REQUIRED WORK |
Count the lines below that contain the string "black", treating uppercase and lowercase as distinct. Reply with the number alone.
### THE DATA
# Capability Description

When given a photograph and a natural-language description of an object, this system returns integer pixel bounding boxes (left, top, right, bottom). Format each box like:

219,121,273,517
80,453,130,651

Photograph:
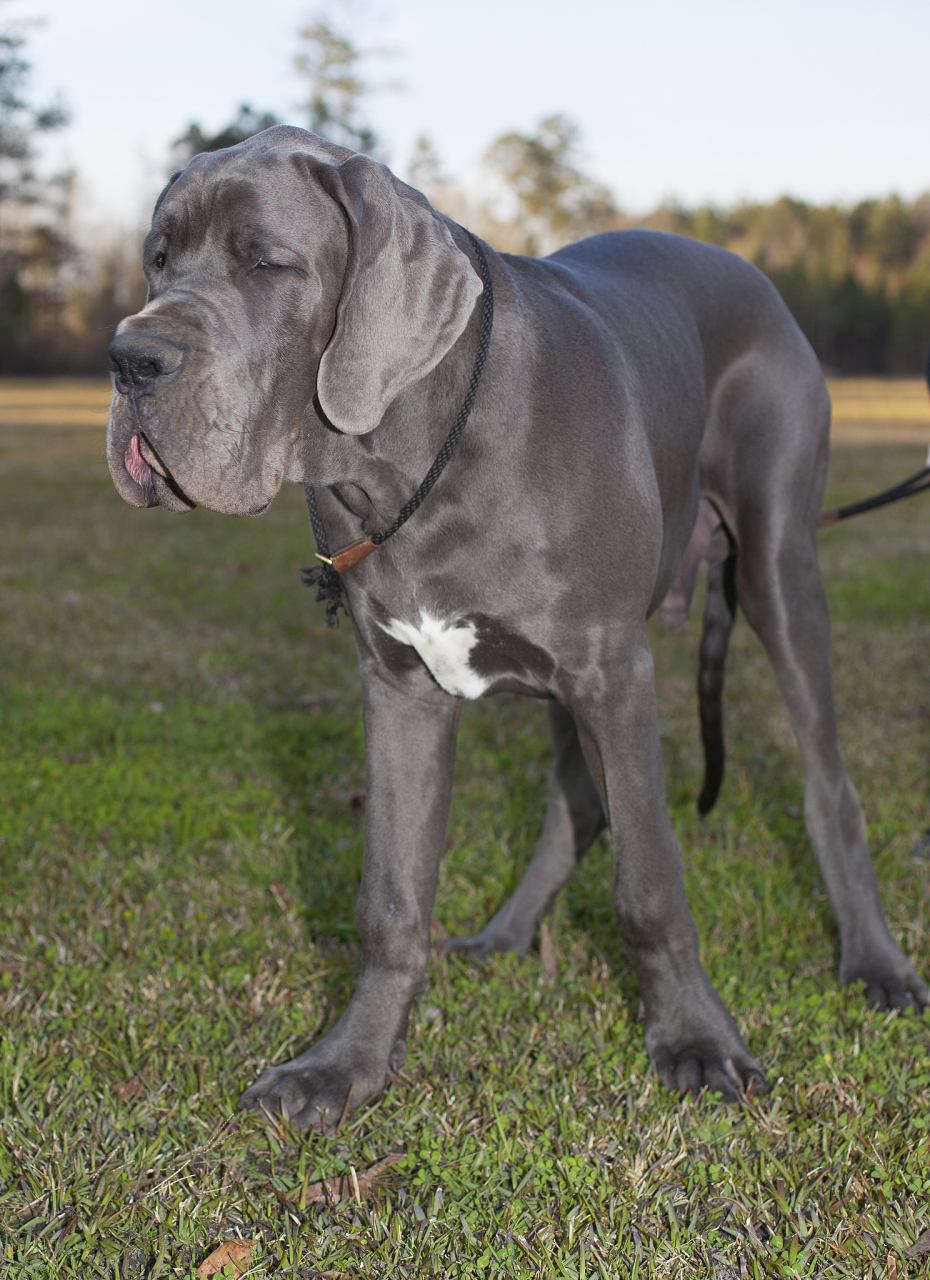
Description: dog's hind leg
737,514,927,1009
439,701,605,956
697,556,737,814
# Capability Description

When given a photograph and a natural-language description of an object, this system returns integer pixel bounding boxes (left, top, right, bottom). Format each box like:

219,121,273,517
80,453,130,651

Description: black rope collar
301,230,494,627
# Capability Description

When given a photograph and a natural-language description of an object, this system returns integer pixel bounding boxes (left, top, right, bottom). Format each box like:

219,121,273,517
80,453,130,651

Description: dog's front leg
242,669,459,1129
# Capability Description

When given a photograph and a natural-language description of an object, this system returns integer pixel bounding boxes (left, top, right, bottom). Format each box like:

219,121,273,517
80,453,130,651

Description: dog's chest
381,612,489,698
379,609,554,698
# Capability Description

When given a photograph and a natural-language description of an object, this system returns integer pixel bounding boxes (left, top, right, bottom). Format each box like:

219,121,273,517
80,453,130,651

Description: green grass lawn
0,426,930,1280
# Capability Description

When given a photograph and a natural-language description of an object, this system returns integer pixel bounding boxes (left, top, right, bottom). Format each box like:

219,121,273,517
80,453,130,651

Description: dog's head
107,125,481,515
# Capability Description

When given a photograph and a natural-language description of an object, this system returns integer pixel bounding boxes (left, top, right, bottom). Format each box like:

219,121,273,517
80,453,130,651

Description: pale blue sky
7,0,930,221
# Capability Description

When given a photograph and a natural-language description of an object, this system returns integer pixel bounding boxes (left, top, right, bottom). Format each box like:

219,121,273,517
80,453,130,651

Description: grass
0,391,930,1280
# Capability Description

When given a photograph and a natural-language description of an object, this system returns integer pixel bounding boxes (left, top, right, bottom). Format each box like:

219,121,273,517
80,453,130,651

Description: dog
107,127,927,1128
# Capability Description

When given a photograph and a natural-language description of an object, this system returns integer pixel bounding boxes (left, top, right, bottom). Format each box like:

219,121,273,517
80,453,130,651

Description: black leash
820,465,930,529
301,230,494,627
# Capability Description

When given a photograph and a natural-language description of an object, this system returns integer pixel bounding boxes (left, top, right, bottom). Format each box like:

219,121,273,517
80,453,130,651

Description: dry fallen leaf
904,1228,930,1258
306,1151,407,1204
194,1240,258,1280
540,920,559,982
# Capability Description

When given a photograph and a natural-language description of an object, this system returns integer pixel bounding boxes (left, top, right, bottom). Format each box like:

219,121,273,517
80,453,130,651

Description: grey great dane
107,127,927,1126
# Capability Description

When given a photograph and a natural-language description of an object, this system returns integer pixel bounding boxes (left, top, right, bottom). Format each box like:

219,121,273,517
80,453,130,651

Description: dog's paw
239,1041,407,1133
840,955,930,1014
652,1044,769,1102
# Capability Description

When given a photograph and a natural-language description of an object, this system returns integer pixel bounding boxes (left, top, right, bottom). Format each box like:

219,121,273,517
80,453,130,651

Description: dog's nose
110,329,185,394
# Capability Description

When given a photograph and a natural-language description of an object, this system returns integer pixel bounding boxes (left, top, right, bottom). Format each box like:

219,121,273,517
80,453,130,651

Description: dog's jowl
107,127,926,1125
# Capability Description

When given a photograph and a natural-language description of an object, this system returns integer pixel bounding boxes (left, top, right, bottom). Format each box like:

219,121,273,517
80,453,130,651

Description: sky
0,0,930,225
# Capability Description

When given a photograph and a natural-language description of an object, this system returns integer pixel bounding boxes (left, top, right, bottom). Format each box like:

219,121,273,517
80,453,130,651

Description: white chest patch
381,613,487,698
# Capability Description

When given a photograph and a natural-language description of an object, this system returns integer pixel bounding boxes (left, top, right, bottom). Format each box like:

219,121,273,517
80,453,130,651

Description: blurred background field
0,378,930,444
0,380,930,1280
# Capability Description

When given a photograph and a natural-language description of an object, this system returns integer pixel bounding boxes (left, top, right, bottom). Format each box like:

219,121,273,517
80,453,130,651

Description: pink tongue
123,435,152,486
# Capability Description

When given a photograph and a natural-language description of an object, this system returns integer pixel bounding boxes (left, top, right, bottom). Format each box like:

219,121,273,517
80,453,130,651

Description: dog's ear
317,155,482,435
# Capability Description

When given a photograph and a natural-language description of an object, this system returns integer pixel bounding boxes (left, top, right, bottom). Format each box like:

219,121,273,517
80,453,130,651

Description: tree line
0,17,930,375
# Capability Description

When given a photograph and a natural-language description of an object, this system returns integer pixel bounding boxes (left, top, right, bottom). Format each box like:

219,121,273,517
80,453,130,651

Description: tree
0,27,68,202
0,27,74,372
171,102,281,168
294,17,395,156
485,115,618,253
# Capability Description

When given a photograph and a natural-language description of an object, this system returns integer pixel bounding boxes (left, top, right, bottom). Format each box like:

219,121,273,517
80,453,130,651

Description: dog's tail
697,554,737,815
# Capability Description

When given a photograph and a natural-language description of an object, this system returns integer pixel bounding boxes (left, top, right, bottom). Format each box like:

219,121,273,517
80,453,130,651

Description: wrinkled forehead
146,151,344,246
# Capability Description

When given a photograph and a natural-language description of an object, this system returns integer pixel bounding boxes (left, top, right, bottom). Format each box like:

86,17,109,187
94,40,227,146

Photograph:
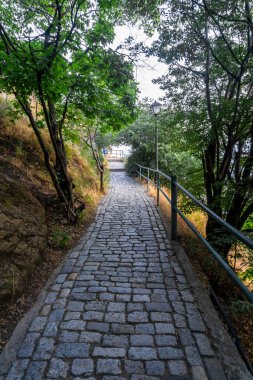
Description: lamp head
150,100,162,115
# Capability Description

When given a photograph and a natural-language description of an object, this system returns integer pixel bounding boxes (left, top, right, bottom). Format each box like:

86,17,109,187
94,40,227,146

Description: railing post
156,171,160,206
171,176,177,240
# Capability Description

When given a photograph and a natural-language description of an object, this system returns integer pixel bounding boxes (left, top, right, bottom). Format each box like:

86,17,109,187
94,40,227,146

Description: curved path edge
0,173,253,380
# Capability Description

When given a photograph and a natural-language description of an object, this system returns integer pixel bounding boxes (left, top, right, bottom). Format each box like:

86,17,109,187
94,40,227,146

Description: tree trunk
100,170,104,193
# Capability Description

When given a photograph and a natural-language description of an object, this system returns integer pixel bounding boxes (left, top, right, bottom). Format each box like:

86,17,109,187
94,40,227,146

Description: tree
0,0,136,221
153,0,253,258
116,102,203,197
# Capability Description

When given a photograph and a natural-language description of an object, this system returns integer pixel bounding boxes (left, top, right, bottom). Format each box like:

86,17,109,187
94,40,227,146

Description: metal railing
106,149,128,159
136,164,253,303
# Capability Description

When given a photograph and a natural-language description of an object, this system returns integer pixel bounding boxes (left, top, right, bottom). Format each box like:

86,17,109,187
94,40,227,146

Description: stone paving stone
3,172,229,380
102,335,129,347
168,360,188,380
97,359,121,375
18,333,40,358
29,317,47,332
145,360,165,376
128,347,157,360
92,347,126,358
125,360,145,374
6,359,29,380
55,343,90,358
71,359,94,376
25,361,47,380
33,338,55,360
157,347,184,359
59,330,79,343
130,335,154,347
47,358,69,379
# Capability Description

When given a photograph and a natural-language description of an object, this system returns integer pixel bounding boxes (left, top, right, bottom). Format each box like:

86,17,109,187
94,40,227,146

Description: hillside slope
0,100,104,350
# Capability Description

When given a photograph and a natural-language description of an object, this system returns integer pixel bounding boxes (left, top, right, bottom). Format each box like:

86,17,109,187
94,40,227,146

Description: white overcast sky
113,26,167,100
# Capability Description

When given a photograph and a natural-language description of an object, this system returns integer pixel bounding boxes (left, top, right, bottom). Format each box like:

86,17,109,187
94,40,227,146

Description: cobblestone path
6,172,229,380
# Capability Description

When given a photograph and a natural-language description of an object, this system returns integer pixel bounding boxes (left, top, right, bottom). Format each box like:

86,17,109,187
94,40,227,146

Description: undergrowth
142,181,253,363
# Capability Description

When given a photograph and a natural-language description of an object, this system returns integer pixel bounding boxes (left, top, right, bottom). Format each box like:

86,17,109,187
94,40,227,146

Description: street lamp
150,100,162,171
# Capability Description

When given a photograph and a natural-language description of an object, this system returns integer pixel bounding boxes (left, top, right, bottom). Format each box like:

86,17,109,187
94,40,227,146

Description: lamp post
150,100,162,171
150,100,162,206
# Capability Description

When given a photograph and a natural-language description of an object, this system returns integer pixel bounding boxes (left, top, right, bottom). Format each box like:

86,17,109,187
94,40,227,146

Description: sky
113,26,167,100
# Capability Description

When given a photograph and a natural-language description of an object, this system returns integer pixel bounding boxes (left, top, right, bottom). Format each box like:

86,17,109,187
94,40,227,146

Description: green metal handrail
136,163,253,303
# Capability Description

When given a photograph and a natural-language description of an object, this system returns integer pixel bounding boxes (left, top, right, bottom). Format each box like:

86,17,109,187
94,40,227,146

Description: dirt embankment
0,102,101,352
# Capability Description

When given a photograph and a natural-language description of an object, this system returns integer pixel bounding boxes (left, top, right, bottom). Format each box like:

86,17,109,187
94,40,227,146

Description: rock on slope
0,157,47,304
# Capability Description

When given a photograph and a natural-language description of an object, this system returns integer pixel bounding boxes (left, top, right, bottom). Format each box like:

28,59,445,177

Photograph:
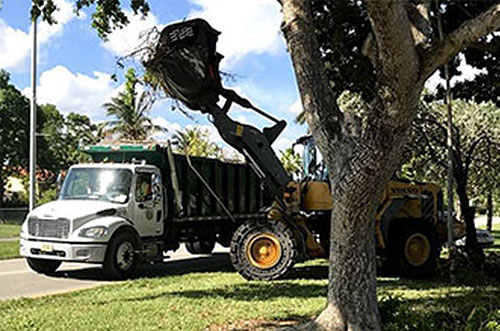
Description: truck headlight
78,226,108,238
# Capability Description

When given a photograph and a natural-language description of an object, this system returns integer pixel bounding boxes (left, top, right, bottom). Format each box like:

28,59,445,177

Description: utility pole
29,18,37,211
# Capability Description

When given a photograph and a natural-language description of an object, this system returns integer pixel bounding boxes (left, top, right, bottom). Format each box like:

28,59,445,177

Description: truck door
133,170,164,237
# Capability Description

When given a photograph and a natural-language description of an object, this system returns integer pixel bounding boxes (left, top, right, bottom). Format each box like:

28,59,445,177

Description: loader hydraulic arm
202,99,290,201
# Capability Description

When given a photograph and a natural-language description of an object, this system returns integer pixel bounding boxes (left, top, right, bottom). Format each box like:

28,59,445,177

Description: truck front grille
28,218,69,238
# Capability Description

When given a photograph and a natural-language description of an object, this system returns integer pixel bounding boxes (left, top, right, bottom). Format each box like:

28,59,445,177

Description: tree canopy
31,0,149,39
103,69,167,141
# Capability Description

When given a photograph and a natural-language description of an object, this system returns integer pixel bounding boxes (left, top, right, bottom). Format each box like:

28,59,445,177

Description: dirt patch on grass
205,318,309,331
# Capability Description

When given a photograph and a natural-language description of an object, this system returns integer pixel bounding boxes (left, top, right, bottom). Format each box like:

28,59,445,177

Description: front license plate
40,244,54,253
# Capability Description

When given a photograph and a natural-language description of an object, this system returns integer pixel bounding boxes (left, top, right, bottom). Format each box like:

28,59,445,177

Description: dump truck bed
85,145,268,222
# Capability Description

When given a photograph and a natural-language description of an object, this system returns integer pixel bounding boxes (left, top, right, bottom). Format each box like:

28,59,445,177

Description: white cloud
0,19,31,70
288,98,303,115
101,10,161,56
152,116,182,141
0,0,78,71
189,0,283,67
23,66,122,120
425,54,486,91
37,0,78,44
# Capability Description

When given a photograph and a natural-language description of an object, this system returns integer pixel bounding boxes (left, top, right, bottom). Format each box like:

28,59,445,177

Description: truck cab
20,163,166,277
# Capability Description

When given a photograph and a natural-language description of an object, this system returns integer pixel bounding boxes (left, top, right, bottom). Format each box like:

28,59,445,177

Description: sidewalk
0,237,19,242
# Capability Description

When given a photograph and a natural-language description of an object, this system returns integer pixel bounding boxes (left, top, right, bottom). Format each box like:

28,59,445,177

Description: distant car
455,229,495,246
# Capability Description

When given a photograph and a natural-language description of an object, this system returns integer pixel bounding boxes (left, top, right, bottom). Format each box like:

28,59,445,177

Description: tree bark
455,174,484,267
282,0,422,330
486,190,493,232
279,0,500,330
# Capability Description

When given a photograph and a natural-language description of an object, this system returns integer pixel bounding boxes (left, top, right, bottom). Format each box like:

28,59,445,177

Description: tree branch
413,124,447,169
281,0,343,143
465,135,488,178
365,0,419,93
420,2,500,81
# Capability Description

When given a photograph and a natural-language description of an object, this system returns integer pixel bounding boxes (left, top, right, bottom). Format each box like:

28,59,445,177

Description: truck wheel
230,221,299,280
389,220,440,278
26,258,62,275
103,232,139,279
186,240,215,254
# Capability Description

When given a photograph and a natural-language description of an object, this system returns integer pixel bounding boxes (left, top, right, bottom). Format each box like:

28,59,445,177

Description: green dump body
84,145,268,222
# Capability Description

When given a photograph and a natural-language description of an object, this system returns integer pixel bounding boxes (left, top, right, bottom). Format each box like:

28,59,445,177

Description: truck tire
186,240,215,255
230,220,299,280
388,220,440,278
26,257,62,275
103,232,139,279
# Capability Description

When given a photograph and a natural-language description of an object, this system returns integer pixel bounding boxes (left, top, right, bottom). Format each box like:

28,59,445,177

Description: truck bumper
19,238,107,263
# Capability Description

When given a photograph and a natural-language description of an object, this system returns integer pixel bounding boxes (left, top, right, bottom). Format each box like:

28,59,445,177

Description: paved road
0,245,231,300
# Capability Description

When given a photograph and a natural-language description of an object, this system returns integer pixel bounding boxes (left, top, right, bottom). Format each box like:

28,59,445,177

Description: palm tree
103,69,167,141
280,147,302,177
173,127,222,158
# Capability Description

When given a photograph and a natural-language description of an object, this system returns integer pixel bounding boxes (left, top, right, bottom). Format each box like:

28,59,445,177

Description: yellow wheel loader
143,19,454,280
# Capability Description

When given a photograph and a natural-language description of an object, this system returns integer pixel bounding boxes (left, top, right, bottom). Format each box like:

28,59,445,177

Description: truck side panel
86,145,270,223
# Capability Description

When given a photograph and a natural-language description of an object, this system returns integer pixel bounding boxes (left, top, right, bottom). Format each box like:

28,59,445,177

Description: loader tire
230,220,299,280
388,220,440,278
186,240,215,255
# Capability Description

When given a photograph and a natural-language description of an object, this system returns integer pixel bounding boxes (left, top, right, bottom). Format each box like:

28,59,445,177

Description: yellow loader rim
405,233,431,267
245,233,281,269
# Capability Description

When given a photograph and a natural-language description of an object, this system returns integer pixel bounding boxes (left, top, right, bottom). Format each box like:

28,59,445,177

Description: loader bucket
143,19,222,110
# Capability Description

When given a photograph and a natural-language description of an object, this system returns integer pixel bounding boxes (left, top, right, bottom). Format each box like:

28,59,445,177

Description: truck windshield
60,168,132,203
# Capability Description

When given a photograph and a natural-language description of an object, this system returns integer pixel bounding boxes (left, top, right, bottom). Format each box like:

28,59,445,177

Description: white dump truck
20,145,265,278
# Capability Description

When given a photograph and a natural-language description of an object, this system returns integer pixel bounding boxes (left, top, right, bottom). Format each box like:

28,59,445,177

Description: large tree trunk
313,139,404,330
278,0,500,330
486,189,493,232
282,0,422,330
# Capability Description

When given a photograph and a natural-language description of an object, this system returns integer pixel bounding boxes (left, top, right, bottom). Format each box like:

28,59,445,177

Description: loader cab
294,135,328,182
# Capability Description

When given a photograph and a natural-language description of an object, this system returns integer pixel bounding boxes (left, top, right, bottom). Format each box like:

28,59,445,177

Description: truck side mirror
56,170,66,198
153,174,163,203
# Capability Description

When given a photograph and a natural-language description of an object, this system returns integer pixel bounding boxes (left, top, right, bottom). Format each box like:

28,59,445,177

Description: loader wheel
230,220,299,280
103,232,139,279
186,241,215,255
389,220,440,278
26,257,61,275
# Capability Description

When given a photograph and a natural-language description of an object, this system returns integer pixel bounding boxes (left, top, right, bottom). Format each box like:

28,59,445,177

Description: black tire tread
230,220,300,280
103,231,139,279
26,258,62,275
388,219,440,278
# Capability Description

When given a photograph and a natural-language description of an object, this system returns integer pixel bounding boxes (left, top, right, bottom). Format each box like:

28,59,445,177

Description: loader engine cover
143,19,222,110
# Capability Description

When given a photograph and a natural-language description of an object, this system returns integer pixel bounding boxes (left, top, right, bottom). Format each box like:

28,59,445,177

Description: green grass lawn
0,241,19,262
0,224,21,238
0,225,500,331
0,260,500,330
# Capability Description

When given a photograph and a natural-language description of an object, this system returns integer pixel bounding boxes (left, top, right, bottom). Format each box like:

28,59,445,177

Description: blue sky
0,0,306,150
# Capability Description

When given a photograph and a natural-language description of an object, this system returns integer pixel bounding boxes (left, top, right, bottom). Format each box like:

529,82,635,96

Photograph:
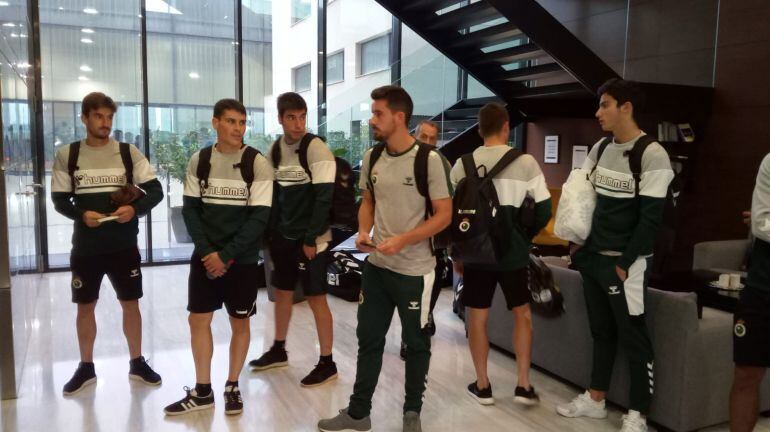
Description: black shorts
70,247,142,304
733,288,770,368
187,254,259,318
460,267,530,310
270,234,328,297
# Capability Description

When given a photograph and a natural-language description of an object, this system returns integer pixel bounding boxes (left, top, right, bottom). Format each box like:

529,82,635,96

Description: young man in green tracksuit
51,92,163,396
557,79,674,432
249,93,337,387
730,154,770,432
164,99,273,415
318,86,452,432
451,103,551,405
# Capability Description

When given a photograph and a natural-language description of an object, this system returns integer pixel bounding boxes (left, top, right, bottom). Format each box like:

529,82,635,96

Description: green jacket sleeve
182,153,216,256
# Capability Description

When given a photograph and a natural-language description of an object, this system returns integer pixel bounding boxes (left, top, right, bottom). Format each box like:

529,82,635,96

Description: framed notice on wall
572,146,588,169
543,135,559,164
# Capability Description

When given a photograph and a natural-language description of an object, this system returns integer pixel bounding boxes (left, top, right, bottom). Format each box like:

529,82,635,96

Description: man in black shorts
51,93,163,396
451,103,551,405
730,154,770,432
249,92,337,387
164,99,273,415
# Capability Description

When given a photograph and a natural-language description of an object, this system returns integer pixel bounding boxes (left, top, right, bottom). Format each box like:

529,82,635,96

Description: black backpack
270,133,358,230
591,134,682,277
367,141,451,255
326,251,364,302
67,141,134,193
195,144,260,194
450,149,535,264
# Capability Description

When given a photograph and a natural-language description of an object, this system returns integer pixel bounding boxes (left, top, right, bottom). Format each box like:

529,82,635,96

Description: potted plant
150,131,200,243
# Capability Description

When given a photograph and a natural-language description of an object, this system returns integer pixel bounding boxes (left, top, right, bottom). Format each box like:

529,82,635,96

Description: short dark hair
80,92,118,117
214,99,246,118
479,102,510,138
371,85,414,125
277,92,307,117
596,78,645,117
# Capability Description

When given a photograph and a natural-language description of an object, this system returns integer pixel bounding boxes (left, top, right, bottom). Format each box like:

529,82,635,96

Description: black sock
195,383,211,397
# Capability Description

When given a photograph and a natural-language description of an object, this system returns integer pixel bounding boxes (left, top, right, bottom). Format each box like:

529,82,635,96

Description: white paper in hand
553,168,596,245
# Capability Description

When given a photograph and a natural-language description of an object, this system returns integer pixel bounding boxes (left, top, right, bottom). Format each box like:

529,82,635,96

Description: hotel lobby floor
0,266,770,432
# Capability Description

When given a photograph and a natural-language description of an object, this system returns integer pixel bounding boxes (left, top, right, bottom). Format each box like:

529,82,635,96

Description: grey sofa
692,240,751,273
489,265,770,431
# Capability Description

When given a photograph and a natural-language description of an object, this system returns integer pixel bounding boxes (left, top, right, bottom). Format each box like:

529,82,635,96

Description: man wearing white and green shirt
557,79,674,432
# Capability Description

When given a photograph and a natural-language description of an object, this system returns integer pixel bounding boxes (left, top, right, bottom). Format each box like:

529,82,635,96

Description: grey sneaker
318,408,368,432
404,411,422,432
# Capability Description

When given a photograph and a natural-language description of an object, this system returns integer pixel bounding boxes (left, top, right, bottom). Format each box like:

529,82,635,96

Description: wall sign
543,135,559,164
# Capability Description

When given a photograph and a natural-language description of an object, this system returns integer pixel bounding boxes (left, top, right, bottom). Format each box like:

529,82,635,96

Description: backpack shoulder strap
366,143,385,198
414,141,435,199
484,148,524,181
460,153,479,177
195,144,214,188
118,143,134,184
238,146,259,187
628,134,655,196
591,138,612,174
67,141,80,193
270,137,281,169
297,132,320,180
######
ANSWER |
7